Supplied data:
::::
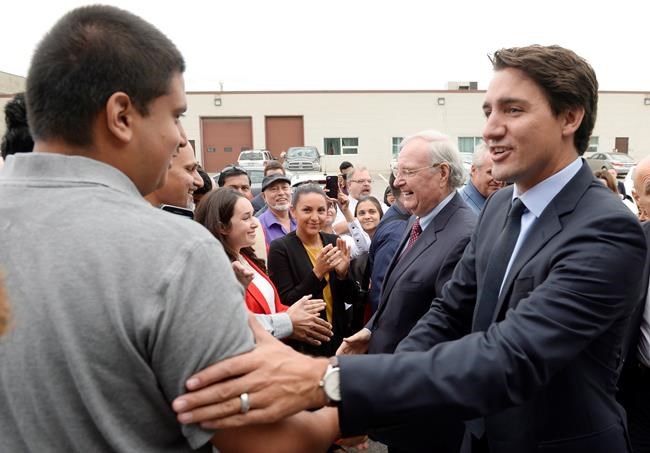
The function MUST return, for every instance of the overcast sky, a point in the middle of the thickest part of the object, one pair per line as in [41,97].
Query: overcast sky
[359,44]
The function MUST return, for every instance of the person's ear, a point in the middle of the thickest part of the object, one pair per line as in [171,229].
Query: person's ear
[119,116]
[572,119]
[444,173]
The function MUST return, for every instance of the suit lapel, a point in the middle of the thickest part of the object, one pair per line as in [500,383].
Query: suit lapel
[428,237]
[544,228]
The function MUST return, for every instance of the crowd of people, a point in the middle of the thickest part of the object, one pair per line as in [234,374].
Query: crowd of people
[145,306]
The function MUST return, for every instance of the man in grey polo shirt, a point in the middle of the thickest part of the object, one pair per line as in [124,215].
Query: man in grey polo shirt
[113,303]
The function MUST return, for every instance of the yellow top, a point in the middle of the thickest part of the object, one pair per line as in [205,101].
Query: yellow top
[327,291]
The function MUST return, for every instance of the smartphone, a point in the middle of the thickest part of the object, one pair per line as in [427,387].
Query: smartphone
[178,210]
[332,186]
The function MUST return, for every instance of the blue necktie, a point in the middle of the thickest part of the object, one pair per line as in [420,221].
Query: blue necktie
[497,265]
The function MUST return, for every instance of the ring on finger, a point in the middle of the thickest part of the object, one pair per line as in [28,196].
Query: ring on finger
[244,403]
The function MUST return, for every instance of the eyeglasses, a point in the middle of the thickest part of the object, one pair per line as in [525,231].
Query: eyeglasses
[362,181]
[229,168]
[407,172]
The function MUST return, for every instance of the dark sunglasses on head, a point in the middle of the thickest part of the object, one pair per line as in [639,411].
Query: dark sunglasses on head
[231,168]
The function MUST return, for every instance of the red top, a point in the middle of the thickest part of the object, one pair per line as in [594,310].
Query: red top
[255,300]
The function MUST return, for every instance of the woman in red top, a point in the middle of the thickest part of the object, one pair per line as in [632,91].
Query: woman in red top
[228,215]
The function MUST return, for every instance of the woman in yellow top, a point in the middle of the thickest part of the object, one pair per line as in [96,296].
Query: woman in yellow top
[308,261]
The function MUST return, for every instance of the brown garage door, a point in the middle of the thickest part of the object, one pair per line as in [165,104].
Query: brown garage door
[223,139]
[283,132]
[621,144]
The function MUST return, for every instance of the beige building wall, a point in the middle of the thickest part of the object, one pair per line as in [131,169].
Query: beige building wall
[11,83]
[373,117]
[376,117]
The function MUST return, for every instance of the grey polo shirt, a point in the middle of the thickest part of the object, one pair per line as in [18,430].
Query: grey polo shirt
[114,305]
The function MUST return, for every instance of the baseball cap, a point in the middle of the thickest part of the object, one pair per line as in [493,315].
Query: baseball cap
[272,179]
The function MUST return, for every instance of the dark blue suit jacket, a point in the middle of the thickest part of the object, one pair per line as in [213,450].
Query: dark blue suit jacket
[544,374]
[291,271]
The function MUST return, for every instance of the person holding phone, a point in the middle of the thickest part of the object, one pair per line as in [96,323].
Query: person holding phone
[228,215]
[309,261]
[276,221]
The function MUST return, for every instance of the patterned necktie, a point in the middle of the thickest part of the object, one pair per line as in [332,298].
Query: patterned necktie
[416,230]
[497,265]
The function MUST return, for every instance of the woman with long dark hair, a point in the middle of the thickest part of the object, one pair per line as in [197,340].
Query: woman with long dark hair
[228,215]
[309,261]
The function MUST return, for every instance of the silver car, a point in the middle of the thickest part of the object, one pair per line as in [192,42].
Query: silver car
[302,158]
[621,162]
[254,158]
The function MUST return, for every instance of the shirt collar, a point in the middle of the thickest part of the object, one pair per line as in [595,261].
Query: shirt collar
[427,219]
[540,195]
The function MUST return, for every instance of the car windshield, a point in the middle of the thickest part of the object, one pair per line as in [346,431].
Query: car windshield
[302,152]
[256,176]
[251,156]
[621,158]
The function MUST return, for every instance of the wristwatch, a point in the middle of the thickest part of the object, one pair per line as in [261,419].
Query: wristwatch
[331,383]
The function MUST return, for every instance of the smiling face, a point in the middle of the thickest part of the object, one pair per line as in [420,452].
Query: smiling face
[182,179]
[240,232]
[427,186]
[310,213]
[483,179]
[368,216]
[241,184]
[359,183]
[156,138]
[527,142]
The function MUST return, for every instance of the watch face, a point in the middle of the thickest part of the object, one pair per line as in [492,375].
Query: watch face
[332,385]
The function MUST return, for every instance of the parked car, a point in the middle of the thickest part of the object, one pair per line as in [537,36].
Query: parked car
[466,158]
[302,158]
[621,162]
[256,174]
[254,158]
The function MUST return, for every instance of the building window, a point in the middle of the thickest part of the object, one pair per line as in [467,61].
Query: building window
[467,144]
[396,142]
[343,145]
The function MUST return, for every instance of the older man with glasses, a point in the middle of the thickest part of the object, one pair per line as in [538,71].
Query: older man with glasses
[428,172]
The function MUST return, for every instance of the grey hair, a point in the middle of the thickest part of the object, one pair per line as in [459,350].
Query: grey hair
[480,152]
[442,149]
[357,170]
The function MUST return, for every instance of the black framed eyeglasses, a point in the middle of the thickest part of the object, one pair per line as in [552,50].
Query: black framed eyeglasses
[230,168]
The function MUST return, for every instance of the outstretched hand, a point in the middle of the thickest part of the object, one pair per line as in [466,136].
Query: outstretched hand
[278,380]
[244,276]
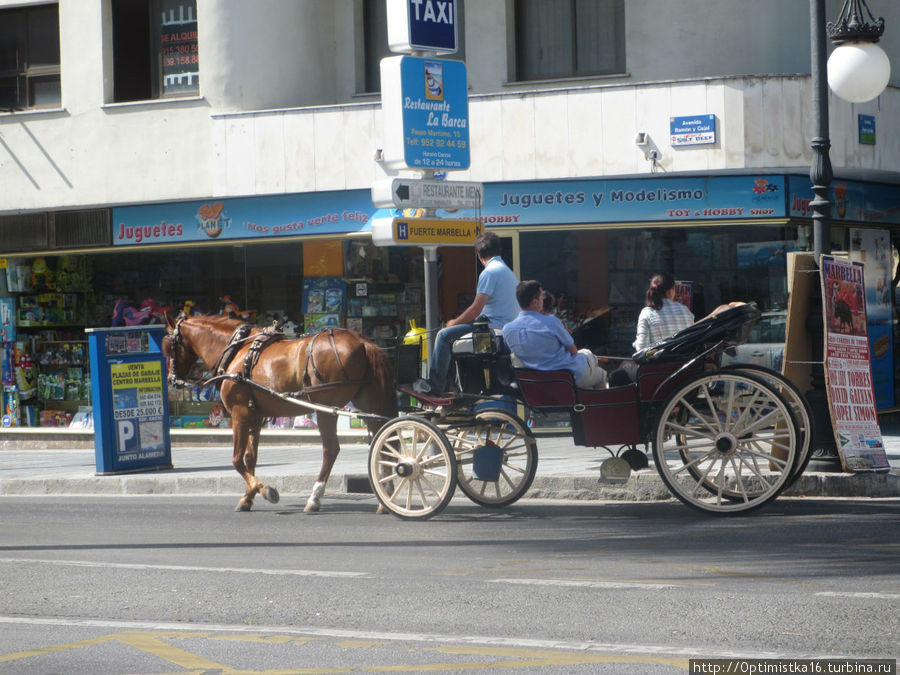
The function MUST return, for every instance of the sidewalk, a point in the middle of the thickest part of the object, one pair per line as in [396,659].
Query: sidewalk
[565,471]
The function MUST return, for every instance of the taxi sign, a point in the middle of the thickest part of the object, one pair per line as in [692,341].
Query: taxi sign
[424,231]
[422,26]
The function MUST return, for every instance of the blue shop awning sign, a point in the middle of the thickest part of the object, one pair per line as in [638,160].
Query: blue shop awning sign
[692,130]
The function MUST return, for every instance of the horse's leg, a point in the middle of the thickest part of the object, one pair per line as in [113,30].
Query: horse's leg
[245,430]
[373,425]
[330,450]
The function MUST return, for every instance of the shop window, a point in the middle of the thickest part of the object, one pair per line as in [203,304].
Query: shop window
[569,38]
[154,49]
[29,58]
[376,46]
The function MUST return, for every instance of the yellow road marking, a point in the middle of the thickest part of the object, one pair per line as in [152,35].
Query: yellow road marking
[494,657]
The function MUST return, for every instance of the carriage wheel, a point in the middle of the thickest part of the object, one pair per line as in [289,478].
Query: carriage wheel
[516,457]
[799,406]
[715,440]
[412,468]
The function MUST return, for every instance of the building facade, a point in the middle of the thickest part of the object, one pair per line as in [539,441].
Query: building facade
[167,152]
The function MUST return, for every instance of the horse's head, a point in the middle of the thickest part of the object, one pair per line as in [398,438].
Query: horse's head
[179,356]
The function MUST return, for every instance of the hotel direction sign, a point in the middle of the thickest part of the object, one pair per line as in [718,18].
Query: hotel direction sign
[404,193]
[395,231]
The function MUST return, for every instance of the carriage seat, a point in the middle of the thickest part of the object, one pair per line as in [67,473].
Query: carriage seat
[465,345]
[547,390]
[731,325]
[599,417]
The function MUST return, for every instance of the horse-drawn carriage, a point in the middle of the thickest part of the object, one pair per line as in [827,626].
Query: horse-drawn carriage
[724,439]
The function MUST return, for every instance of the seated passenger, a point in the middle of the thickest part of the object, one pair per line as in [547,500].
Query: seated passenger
[540,341]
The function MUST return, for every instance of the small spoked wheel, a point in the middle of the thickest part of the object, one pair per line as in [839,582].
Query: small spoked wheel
[799,406]
[496,457]
[412,468]
[726,442]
::::
Reproduce, word for word, only the lines from the one that contains "as in [398,438]." through the final line.

The function MUST return, for every instance of the horse's head, a point in the middle of the thickest part of the object, one pair per line as in [398,438].
Query: horse's head
[179,356]
The function MUST return, for every instance of the hotel direction sign, a point in the middle of the thickest part of the object, one pair per line as in [718,18].
Query: hotel direction sign
[404,193]
[395,231]
The function MUST return, for every instance of the carriage seat, a point in the middle of the thickest part of the object, one pair per line as in [67,473].
Query: carriage seat
[465,345]
[547,390]
[731,325]
[599,417]
The function MUST return, for every instance of the horse-drawn carriage, a point in the middle of the thickest part of the object, one pair per line as in [827,626].
Query: horse-drawn carriage
[724,439]
The function MUST return, for every instance of the seated passenger, a point in the middle of the thickest part of the object, one pair per line as in [547,500].
Query: seated passenger
[540,341]
The function MUST return, for every instance of the small spoked wheel, a point in the middle of the thickest part of the object, one pair per line as in [839,582].
Query: small spoked wheel
[799,406]
[496,457]
[412,468]
[726,442]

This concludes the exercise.